■ **Material shown**:

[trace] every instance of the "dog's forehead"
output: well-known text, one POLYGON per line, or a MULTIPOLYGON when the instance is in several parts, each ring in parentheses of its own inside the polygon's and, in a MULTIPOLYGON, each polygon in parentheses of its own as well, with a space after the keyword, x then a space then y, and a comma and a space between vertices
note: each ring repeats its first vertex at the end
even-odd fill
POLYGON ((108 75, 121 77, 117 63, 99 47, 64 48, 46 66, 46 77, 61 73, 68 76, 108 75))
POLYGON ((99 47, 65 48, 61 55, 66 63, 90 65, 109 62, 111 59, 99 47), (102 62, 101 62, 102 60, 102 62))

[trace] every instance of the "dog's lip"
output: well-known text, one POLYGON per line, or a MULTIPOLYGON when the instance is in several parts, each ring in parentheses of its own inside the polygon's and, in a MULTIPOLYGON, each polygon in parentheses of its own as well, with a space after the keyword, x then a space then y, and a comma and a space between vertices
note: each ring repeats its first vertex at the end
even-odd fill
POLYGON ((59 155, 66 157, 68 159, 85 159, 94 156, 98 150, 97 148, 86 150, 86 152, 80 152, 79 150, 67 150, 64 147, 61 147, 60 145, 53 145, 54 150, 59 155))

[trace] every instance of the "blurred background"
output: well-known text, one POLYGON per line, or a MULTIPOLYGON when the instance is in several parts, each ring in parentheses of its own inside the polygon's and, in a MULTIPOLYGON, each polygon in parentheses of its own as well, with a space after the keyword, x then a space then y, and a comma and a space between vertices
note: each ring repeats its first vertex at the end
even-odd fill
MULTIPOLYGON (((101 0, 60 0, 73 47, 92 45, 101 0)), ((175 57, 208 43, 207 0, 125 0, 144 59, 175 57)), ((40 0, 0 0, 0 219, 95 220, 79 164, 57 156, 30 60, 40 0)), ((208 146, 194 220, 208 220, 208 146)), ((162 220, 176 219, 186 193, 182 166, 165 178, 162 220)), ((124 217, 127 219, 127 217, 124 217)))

■ **Your task**: Recast all of the items above as a two-column CSV with the header row item_text,answer and one row per item. Put the item's text in the first field and its answer in the second, with each field in double quotes and every line break replaced by a space.

■ **The result**:
item_text,answer
"[trace] every instance of the ""dog's forehead"" output: well-known text, one POLYGON per line, or a MULTIPOLYGON when the instance is in several parts, each ring in parentheses of its own inside the polygon's and, in a MULTIPOLYGON, each polygon in parentheses of its own as well, with a space after the keyword, x then a space then y, and a comma and a space between vertices note: each ring repeats its first vertex at the end even-odd fill","POLYGON ((108 75, 121 77, 117 63, 99 47, 64 48, 46 66, 46 77, 61 73, 68 76, 108 75)) POLYGON ((99 47, 65 48, 61 55, 66 63, 90 65, 109 62, 111 59, 99 47), (102 62, 101 62, 102 60, 102 62))"
"[trace] every instance of the ""dog's lip"" output: well-known text, one POLYGON per line, or a MULTIPOLYGON when the instance is in several parts, each ring in parentheses of its own inside the polygon's and, in a MULTIPOLYGON, each polygon in parentheses of its own as well, with a space after the keyword, x then a space then y, and a comma and a space between vertices note: each ring repeats its first vertex at the end even-odd fill","POLYGON ((59 155, 66 157, 68 159, 85 159, 94 156, 98 150, 97 148, 86 150, 86 152, 80 152, 79 150, 67 150, 64 147, 61 147, 60 145, 53 145, 54 150, 59 155))"
"[trace] every instance of the ""blurred background"" output: well-known text, one POLYGON per line, or a MULTIPOLYGON when the instance is in several parts, each ring in parentheses of its own inside the polygon's and, in a MULTIPOLYGON, each polygon in parentheses of its own as well, with a space after the keyword, x then a space then y, and a comma and a space between vertices note: each ring repeats its first vertex at the end even-odd fill","MULTIPOLYGON (((101 0, 60 0, 73 47, 92 45, 101 0)), ((175 57, 208 43, 207 0, 125 0, 144 59, 175 57)), ((40 0, 0 0, 0 219, 95 220, 79 164, 57 156, 30 60, 40 0)), ((208 146, 194 220, 208 220, 208 146)), ((162 220, 176 219, 186 193, 182 166, 165 178, 162 220)), ((124 217, 127 219, 127 217, 124 217)))"